[Dataset excerpts]:
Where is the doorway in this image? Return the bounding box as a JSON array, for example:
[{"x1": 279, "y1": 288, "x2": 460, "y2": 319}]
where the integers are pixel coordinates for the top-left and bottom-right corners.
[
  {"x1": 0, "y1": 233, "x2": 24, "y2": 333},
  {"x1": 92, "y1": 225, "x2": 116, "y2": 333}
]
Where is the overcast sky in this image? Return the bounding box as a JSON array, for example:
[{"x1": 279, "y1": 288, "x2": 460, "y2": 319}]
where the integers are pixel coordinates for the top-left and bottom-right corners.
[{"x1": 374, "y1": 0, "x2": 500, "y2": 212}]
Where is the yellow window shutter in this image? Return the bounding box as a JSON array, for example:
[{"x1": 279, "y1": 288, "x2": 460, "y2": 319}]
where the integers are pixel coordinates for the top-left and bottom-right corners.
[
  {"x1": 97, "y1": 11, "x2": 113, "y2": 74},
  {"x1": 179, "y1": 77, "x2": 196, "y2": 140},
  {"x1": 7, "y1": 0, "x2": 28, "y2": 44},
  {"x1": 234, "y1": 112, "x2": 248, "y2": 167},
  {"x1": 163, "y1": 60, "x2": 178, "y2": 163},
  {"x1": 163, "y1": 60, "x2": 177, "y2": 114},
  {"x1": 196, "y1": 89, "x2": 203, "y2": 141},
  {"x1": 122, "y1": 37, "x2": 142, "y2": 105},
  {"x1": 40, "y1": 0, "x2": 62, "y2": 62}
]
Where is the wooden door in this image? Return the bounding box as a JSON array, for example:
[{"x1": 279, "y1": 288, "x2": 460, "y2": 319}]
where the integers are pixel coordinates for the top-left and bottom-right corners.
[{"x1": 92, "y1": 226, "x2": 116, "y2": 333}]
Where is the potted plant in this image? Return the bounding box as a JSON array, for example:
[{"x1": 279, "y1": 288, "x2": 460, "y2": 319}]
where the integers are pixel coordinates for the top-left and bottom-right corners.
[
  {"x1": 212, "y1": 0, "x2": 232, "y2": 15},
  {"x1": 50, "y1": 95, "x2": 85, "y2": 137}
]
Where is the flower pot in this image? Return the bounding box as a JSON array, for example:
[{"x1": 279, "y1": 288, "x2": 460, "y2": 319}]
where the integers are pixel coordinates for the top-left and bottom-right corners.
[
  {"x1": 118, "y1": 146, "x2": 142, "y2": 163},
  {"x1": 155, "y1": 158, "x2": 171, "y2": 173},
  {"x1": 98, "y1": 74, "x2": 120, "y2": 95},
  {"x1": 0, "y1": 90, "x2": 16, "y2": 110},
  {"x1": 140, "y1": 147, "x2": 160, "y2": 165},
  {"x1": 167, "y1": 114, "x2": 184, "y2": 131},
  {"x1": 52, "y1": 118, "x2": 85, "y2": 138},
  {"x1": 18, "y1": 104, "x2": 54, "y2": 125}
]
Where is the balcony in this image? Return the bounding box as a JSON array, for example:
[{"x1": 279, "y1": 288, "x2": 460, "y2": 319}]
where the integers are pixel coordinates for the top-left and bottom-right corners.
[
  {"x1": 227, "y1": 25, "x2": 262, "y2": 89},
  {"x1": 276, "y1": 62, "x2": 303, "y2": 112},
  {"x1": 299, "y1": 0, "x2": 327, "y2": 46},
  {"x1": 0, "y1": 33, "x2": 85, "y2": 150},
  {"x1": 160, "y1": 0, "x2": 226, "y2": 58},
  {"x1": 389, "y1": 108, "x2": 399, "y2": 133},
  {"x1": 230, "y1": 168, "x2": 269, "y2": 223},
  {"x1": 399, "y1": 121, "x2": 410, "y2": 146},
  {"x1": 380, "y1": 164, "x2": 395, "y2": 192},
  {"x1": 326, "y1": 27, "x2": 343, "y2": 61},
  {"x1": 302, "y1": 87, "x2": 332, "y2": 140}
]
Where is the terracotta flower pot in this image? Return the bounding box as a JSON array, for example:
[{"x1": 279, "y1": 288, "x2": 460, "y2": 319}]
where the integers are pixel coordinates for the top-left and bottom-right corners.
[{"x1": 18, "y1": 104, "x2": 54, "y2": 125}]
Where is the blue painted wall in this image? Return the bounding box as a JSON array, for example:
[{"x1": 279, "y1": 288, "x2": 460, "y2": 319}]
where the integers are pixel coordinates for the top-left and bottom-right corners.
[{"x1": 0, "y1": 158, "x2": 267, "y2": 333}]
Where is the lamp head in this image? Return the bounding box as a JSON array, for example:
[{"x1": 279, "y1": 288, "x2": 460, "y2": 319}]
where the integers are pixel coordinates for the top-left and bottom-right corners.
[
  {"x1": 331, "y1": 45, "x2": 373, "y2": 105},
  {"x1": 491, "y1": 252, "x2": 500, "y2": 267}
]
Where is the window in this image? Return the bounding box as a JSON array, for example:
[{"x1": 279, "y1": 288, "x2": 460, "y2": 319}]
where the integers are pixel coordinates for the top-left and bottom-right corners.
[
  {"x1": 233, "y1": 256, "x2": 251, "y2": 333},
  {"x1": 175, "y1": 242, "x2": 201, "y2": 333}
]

[Problem requirements]:
Reproduce the entire listing above word for word, without changing anything.

[The completed task]:
Where is the doorway in this image? Return the bounding box as a JSON array, for example:
[{"x1": 279, "y1": 288, "x2": 460, "y2": 319}]
where the integers are pixel coordinates for the top-left and bottom-right corners.
[
  {"x1": 0, "y1": 233, "x2": 24, "y2": 333},
  {"x1": 92, "y1": 225, "x2": 116, "y2": 333}
]
Where is the overcast sky in this image? Return the bounding box as a JSON array, for example:
[{"x1": 279, "y1": 288, "x2": 460, "y2": 319}]
where the integers are pixel coordinates for the top-left and bottom-right corners.
[{"x1": 374, "y1": 0, "x2": 500, "y2": 212}]
Where is the yellow window shutter in this image? Return the bounding box as a JSON array, for example:
[{"x1": 279, "y1": 288, "x2": 460, "y2": 319}]
where the integers are pixel coordinates for the top-left and bottom-right corners.
[
  {"x1": 97, "y1": 11, "x2": 113, "y2": 74},
  {"x1": 179, "y1": 77, "x2": 196, "y2": 140},
  {"x1": 7, "y1": 0, "x2": 28, "y2": 44},
  {"x1": 234, "y1": 112, "x2": 248, "y2": 167},
  {"x1": 163, "y1": 60, "x2": 178, "y2": 163},
  {"x1": 163, "y1": 60, "x2": 177, "y2": 114},
  {"x1": 196, "y1": 89, "x2": 203, "y2": 141},
  {"x1": 122, "y1": 37, "x2": 142, "y2": 105},
  {"x1": 40, "y1": 0, "x2": 62, "y2": 62}
]
Where is the wooden door in this image? Return the bounding box as a JSON array, for example:
[{"x1": 279, "y1": 288, "x2": 460, "y2": 319}]
where the integers are pixel coordinates for the top-left and bottom-right corners.
[{"x1": 92, "y1": 226, "x2": 116, "y2": 333}]
Where is the potted plant in this image? Return the bounding box as a JSON array, for example:
[{"x1": 279, "y1": 288, "x2": 460, "y2": 319}]
where the integers are pixel coordinates for the top-left and bottom-right corners.
[
  {"x1": 212, "y1": 0, "x2": 232, "y2": 15},
  {"x1": 50, "y1": 95, "x2": 85, "y2": 137}
]
Where is the flower pot in this image? Return the bounding box as a JSON array, for example:
[{"x1": 279, "y1": 288, "x2": 460, "y2": 319}]
where the integers are pixel coordinates for the top-left and bottom-right corners.
[
  {"x1": 118, "y1": 146, "x2": 142, "y2": 163},
  {"x1": 155, "y1": 158, "x2": 171, "y2": 173},
  {"x1": 98, "y1": 74, "x2": 120, "y2": 95},
  {"x1": 0, "y1": 90, "x2": 16, "y2": 110},
  {"x1": 140, "y1": 147, "x2": 160, "y2": 165},
  {"x1": 167, "y1": 114, "x2": 184, "y2": 131},
  {"x1": 52, "y1": 118, "x2": 85, "y2": 138},
  {"x1": 18, "y1": 104, "x2": 54, "y2": 125}
]
Where is the balcony in this image? Return the bounding box as a JSON array, for example:
[{"x1": 279, "y1": 288, "x2": 460, "y2": 319}]
where the integers are pixel coordinates for the top-left and bottom-right corners.
[
  {"x1": 227, "y1": 25, "x2": 262, "y2": 89},
  {"x1": 276, "y1": 62, "x2": 303, "y2": 112},
  {"x1": 299, "y1": 0, "x2": 327, "y2": 46},
  {"x1": 0, "y1": 33, "x2": 85, "y2": 150},
  {"x1": 160, "y1": 0, "x2": 226, "y2": 58},
  {"x1": 389, "y1": 108, "x2": 399, "y2": 133},
  {"x1": 230, "y1": 168, "x2": 269, "y2": 223},
  {"x1": 399, "y1": 121, "x2": 410, "y2": 146},
  {"x1": 380, "y1": 164, "x2": 395, "y2": 192},
  {"x1": 326, "y1": 27, "x2": 343, "y2": 61},
  {"x1": 302, "y1": 87, "x2": 332, "y2": 140}
]
Where is the terracotta flower pot in this image? Return the bounding box as a JSON array, for example:
[{"x1": 279, "y1": 288, "x2": 460, "y2": 319}]
where the integers are pixel coordinates for the top-left and bottom-right corners.
[{"x1": 18, "y1": 104, "x2": 54, "y2": 125}]
Where is the blue painted wall in this image? Return the bounding box as a JSON array, for example:
[{"x1": 279, "y1": 288, "x2": 460, "y2": 319}]
where the integers are pixel coordinates for the top-left and bottom-right corners.
[{"x1": 0, "y1": 158, "x2": 267, "y2": 333}]
Where is the lamp head in this image? Return the bounding box as a JSON array, for example:
[{"x1": 279, "y1": 288, "x2": 460, "y2": 319}]
where the integers are pixel coordinates for the top-left and bottom-right corners.
[
  {"x1": 331, "y1": 45, "x2": 373, "y2": 105},
  {"x1": 491, "y1": 252, "x2": 500, "y2": 267}
]
Where is the window in this image? Return the bounding box as a JSON array, for example:
[{"x1": 279, "y1": 288, "x2": 460, "y2": 319}]
where the integers are pixel coordinates for the top-left and bottom-right corners.
[
  {"x1": 233, "y1": 256, "x2": 251, "y2": 333},
  {"x1": 175, "y1": 242, "x2": 201, "y2": 333}
]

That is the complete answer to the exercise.